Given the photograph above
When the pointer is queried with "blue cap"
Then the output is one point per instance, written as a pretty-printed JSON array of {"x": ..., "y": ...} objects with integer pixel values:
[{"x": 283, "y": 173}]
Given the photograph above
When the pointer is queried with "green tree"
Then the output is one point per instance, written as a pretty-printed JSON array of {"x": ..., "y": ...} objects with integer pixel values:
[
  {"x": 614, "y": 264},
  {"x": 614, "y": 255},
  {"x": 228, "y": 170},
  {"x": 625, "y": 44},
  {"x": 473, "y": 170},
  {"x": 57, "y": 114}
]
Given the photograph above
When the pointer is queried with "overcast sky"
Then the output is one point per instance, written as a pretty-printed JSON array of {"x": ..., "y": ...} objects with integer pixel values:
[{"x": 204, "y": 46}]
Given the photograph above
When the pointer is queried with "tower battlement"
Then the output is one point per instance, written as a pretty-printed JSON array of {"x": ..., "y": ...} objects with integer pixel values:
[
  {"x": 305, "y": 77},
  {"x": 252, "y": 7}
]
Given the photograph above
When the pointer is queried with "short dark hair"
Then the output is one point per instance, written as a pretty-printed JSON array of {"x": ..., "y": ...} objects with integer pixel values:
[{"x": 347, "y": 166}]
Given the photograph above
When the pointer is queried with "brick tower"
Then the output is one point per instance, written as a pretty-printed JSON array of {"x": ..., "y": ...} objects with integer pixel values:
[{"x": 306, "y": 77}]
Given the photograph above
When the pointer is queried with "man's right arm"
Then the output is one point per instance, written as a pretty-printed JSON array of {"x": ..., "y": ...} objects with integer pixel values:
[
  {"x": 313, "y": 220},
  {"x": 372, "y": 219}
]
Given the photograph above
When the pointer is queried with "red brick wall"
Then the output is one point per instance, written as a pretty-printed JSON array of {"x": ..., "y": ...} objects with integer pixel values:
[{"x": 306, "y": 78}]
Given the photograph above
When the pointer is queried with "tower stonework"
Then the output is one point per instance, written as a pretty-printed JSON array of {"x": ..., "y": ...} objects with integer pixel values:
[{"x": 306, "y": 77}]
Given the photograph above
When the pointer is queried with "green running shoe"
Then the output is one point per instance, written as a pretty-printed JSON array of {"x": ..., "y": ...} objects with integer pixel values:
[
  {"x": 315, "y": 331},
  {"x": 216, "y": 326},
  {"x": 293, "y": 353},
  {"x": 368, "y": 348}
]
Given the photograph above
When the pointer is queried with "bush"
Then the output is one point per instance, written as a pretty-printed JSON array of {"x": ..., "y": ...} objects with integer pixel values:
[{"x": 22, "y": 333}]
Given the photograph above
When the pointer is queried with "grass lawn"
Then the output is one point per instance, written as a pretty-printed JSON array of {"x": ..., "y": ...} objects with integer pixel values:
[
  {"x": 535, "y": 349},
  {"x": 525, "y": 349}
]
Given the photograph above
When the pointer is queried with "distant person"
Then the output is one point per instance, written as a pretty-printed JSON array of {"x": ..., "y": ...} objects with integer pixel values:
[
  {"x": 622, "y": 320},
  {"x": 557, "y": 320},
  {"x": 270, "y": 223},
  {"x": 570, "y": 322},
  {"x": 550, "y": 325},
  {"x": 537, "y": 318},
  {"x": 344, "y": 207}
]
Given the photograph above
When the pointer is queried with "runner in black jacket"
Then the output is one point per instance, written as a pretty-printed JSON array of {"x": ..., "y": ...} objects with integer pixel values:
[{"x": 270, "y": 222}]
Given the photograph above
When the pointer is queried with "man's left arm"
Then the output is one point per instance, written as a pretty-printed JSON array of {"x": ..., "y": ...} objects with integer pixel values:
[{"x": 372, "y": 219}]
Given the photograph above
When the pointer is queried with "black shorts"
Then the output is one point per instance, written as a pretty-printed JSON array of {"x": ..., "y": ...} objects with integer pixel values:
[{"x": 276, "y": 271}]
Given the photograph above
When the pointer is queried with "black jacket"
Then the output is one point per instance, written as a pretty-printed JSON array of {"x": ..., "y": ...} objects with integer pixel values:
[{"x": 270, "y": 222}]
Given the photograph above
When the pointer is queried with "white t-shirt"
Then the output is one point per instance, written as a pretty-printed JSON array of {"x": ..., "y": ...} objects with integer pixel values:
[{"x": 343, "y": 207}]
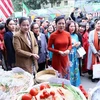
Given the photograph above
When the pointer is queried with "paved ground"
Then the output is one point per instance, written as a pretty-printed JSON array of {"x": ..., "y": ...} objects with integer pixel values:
[{"x": 87, "y": 83}]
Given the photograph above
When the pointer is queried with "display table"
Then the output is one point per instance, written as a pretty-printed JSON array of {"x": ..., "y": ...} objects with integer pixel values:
[{"x": 14, "y": 81}]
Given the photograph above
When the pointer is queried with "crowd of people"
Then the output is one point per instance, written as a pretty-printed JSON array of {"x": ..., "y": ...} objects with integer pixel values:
[{"x": 35, "y": 46}]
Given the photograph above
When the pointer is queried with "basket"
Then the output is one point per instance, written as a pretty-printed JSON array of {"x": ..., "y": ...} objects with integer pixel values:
[{"x": 45, "y": 75}]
========================================================================
Task statement: If a line in the listing holds the word "green", list that line.

Answer for the task:
When the pointer is queried with "green tree"
When the pointer is queried with "green running shoe"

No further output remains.